SET TASK:
Update the records below by putting "image" wherever "photo" appears, with every other word left as it is, and omit the pictures from your answer.

* Start SUPPLIED INFORMATION *

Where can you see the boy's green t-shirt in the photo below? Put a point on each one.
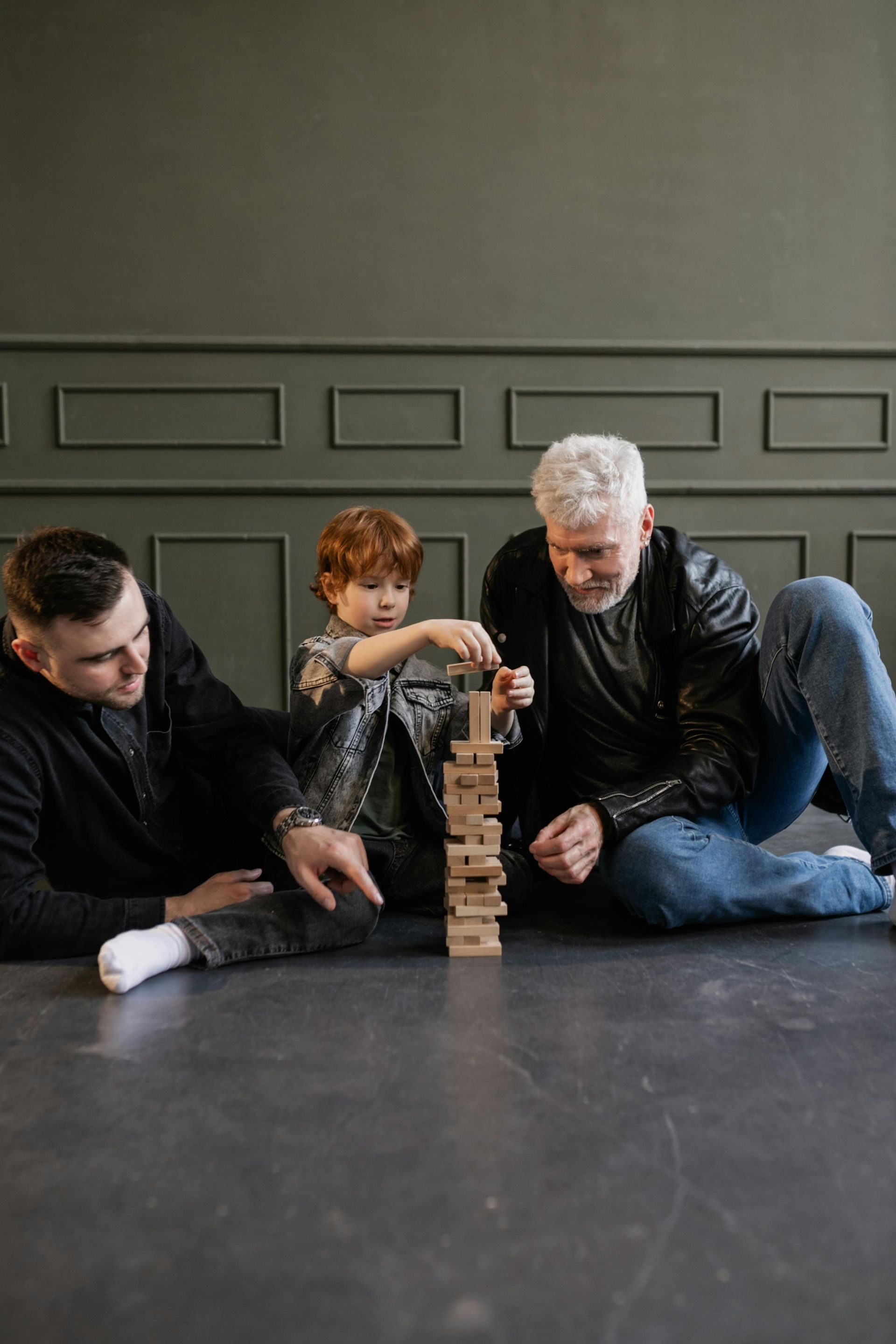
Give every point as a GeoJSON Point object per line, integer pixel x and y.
{"type": "Point", "coordinates": [389, 811]}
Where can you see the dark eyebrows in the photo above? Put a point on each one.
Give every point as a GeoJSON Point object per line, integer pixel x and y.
{"type": "Point", "coordinates": [108, 654]}
{"type": "Point", "coordinates": [583, 550]}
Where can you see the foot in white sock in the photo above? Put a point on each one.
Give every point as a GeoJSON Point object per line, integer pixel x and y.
{"type": "Point", "coordinates": [132, 958]}
{"type": "Point", "coordinates": [849, 851]}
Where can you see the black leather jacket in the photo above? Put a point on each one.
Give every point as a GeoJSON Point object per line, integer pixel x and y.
{"type": "Point", "coordinates": [699, 667]}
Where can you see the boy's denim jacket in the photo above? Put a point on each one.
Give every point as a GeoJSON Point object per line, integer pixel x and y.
{"type": "Point", "coordinates": [337, 726]}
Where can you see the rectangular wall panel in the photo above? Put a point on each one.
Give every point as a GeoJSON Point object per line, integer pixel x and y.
{"type": "Point", "coordinates": [442, 589]}
{"type": "Point", "coordinates": [171, 417]}
{"type": "Point", "coordinates": [872, 567]}
{"type": "Point", "coordinates": [231, 593]}
{"type": "Point", "coordinates": [828, 421]}
{"type": "Point", "coordinates": [766, 561]}
{"type": "Point", "coordinates": [397, 417]}
{"type": "Point", "coordinates": [648, 417]}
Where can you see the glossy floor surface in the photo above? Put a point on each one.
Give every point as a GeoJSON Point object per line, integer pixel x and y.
{"type": "Point", "coordinates": [606, 1136]}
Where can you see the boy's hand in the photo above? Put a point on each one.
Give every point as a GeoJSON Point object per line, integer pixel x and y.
{"type": "Point", "coordinates": [468, 639]}
{"type": "Point", "coordinates": [512, 689]}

* End SUPPLIED INFORMATION *

RESULT OF THE TASK:
Where can you see the boy's green t-shirt in the image below? Put a point on each one.
Give every point as a GeoJSON Point object per line, integer pixel x and y.
{"type": "Point", "coordinates": [389, 811]}
Where can you see the dark eyebrows in the image above? Put a point on each one.
Give every point as a GeoJSON Point object per line, integer pixel x and y.
{"type": "Point", "coordinates": [108, 654]}
{"type": "Point", "coordinates": [583, 550]}
Where can you see the foot in white sock in the image above? Put a point on each one.
Give every point as a GeoJSON Point object per line, integer pixel x and y.
{"type": "Point", "coordinates": [132, 958]}
{"type": "Point", "coordinates": [849, 851]}
Where can you see the black leather jacket in the image above? Put a point on each one.
Give every point as a GeoJSON Point object per line, integer pixel x and y.
{"type": "Point", "coordinates": [699, 667]}
Where can you see the boy's denim jacket in the image above? Put a point on each one.
Give every point as a GeoJSON Point object per line, integer pixel x and y.
{"type": "Point", "coordinates": [337, 726]}
Where can you see the rectangular wall panel in the image above? Put a point on each one.
Give every point as a GeoJSON Point object per line, integer pixel x and y.
{"type": "Point", "coordinates": [442, 589]}
{"type": "Point", "coordinates": [171, 417]}
{"type": "Point", "coordinates": [872, 567]}
{"type": "Point", "coordinates": [231, 593]}
{"type": "Point", "coordinates": [828, 421]}
{"type": "Point", "coordinates": [766, 561]}
{"type": "Point", "coordinates": [397, 417]}
{"type": "Point", "coordinates": [648, 417]}
Where can you see the glossy floor surface in the image above? Put a point on each one.
Give every point as a GeoJSON Point object per line, integer pixel x and y.
{"type": "Point", "coordinates": [606, 1136]}
Where can you see the boy's hand in the image above? Put a point on each one.
Give every point as a GeoJSON Point object per line, integer pixel x and y.
{"type": "Point", "coordinates": [468, 639]}
{"type": "Point", "coordinates": [512, 689]}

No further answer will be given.